* _DATA SECTION_:

--- begin ---

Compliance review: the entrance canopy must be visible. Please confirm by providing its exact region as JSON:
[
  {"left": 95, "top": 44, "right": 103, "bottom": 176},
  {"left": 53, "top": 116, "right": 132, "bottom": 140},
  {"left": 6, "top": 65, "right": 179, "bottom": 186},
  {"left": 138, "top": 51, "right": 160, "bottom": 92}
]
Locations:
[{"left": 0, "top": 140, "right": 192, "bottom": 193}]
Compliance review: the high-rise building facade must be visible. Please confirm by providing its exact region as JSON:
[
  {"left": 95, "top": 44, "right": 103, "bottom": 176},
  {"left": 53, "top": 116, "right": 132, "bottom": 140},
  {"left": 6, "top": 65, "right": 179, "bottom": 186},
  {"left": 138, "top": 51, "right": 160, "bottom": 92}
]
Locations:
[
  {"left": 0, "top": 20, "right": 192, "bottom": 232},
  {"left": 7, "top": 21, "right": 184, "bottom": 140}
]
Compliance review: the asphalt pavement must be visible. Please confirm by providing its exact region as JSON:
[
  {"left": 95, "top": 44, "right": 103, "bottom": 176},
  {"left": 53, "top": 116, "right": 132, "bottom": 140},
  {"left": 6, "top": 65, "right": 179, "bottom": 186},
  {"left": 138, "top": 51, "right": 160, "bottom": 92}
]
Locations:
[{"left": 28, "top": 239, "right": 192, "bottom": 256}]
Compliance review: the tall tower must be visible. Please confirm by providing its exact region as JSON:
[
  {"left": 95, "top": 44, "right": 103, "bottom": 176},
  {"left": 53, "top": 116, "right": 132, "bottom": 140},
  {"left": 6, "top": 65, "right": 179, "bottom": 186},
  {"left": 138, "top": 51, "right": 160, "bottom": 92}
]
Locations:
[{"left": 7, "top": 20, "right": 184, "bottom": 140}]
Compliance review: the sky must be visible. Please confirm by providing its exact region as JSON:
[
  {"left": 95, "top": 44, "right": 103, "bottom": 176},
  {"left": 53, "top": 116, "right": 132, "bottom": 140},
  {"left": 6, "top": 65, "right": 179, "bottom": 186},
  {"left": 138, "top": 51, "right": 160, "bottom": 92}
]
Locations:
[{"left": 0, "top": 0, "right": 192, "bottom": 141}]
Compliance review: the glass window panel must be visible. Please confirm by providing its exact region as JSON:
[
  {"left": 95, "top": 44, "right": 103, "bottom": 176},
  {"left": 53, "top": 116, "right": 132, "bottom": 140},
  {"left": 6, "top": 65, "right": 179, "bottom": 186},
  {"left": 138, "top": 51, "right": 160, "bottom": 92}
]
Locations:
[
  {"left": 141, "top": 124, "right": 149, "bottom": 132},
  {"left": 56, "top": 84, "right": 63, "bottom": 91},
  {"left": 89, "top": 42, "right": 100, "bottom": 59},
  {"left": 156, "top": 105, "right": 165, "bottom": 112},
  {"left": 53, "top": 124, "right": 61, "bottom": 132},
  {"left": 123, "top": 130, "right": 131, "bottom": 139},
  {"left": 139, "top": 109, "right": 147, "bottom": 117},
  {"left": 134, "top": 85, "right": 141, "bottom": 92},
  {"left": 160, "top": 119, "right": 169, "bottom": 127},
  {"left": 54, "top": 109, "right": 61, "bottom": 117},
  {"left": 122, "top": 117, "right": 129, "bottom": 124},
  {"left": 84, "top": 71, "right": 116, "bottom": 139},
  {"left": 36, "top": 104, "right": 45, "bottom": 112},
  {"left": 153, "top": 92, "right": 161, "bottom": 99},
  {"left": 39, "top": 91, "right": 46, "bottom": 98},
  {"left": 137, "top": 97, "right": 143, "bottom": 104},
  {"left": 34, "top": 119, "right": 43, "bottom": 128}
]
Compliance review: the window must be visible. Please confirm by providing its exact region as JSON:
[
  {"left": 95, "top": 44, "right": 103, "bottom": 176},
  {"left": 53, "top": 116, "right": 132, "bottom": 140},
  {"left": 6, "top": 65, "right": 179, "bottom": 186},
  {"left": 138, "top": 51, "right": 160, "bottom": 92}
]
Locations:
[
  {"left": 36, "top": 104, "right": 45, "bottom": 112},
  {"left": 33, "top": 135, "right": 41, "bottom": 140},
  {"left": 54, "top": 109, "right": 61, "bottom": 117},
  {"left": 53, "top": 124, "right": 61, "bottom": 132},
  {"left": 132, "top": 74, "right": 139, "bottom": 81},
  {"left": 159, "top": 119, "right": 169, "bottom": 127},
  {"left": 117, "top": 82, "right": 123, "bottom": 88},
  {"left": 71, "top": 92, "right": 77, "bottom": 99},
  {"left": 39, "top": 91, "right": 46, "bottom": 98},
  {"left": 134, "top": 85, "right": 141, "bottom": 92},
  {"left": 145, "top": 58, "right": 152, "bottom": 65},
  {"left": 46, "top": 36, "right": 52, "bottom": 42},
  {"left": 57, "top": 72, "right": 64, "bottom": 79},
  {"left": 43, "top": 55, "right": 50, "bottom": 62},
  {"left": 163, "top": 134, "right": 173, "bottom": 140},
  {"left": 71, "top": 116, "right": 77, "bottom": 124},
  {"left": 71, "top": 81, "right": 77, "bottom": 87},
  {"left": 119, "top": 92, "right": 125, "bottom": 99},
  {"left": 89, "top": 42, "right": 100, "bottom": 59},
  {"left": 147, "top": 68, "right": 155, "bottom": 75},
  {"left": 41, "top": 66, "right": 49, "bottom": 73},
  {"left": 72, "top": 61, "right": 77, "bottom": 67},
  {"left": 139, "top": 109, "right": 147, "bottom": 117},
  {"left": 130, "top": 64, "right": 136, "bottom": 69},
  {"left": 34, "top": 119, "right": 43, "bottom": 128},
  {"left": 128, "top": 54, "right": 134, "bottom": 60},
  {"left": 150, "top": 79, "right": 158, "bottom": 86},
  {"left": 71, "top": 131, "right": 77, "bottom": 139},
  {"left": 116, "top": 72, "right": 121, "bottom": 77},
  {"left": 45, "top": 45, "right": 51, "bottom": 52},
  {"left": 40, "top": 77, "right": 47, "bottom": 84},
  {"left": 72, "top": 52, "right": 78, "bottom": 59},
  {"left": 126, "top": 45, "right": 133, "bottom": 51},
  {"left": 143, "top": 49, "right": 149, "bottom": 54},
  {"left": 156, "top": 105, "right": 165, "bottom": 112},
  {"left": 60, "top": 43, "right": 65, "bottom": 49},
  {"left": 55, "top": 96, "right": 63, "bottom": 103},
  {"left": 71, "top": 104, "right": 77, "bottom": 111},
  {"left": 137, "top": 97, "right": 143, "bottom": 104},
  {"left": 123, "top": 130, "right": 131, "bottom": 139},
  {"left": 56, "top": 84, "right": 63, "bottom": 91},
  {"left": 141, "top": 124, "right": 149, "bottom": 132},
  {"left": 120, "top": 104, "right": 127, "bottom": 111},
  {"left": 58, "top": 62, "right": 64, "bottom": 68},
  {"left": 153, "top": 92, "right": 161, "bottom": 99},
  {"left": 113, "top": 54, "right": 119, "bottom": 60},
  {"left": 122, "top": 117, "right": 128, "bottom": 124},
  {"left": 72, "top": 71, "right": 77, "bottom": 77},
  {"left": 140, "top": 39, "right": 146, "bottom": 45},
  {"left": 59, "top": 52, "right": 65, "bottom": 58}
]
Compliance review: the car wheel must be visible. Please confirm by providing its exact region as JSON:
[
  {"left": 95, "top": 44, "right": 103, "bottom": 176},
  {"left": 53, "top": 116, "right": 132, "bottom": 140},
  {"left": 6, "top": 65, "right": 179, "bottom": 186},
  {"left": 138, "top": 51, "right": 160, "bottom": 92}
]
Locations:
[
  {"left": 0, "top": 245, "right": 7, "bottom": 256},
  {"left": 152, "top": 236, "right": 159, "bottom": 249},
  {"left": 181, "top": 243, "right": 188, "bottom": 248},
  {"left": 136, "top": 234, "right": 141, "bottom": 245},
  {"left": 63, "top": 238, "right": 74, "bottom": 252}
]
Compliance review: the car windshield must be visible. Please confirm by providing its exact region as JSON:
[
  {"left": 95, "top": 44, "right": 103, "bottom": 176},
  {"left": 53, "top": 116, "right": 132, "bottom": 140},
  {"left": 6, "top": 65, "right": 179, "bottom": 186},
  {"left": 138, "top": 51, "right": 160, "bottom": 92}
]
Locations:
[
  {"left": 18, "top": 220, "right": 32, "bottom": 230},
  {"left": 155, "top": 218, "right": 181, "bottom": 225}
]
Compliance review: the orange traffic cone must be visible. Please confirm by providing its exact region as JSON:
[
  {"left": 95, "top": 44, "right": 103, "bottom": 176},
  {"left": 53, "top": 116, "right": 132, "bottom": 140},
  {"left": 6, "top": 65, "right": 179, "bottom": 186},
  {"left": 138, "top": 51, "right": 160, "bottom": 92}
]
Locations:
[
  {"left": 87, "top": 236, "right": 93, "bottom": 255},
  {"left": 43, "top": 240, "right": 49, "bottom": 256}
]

--- end ---

* _INSTRUCTIONS TO FOLLOW_: Please copy out the entries above verbatim, beginning at the line that contains "Compliance review: the car wheel" and stopping after the final line of the entries.

* _EXERCISE ANSWER_:
Compliance review: the car wheel must be visible. Please confirm by providing its exact region as JSON:
[
  {"left": 95, "top": 44, "right": 103, "bottom": 176},
  {"left": 53, "top": 116, "right": 132, "bottom": 140},
  {"left": 6, "top": 65, "right": 179, "bottom": 186},
  {"left": 138, "top": 51, "right": 160, "bottom": 92}
]
Locations:
[
  {"left": 0, "top": 245, "right": 7, "bottom": 256},
  {"left": 152, "top": 236, "right": 159, "bottom": 249},
  {"left": 181, "top": 243, "right": 188, "bottom": 248},
  {"left": 136, "top": 234, "right": 141, "bottom": 245},
  {"left": 63, "top": 238, "right": 74, "bottom": 252}
]
Compliance review: the car windshield must be visible. Please confirm by providing its exact region as JSON:
[
  {"left": 95, "top": 44, "right": 103, "bottom": 176},
  {"left": 53, "top": 116, "right": 132, "bottom": 140},
  {"left": 6, "top": 65, "right": 179, "bottom": 186},
  {"left": 138, "top": 51, "right": 160, "bottom": 92}
]
Locations:
[
  {"left": 18, "top": 220, "right": 32, "bottom": 230},
  {"left": 155, "top": 218, "right": 181, "bottom": 225}
]
Compliance review: the orange traffic cone must be visible. Please confirm by providing its exact region as JSON:
[
  {"left": 95, "top": 44, "right": 103, "bottom": 176},
  {"left": 53, "top": 116, "right": 132, "bottom": 140},
  {"left": 6, "top": 65, "right": 179, "bottom": 186},
  {"left": 138, "top": 51, "right": 160, "bottom": 92}
]
Locations:
[
  {"left": 87, "top": 236, "right": 93, "bottom": 255},
  {"left": 43, "top": 240, "right": 49, "bottom": 256}
]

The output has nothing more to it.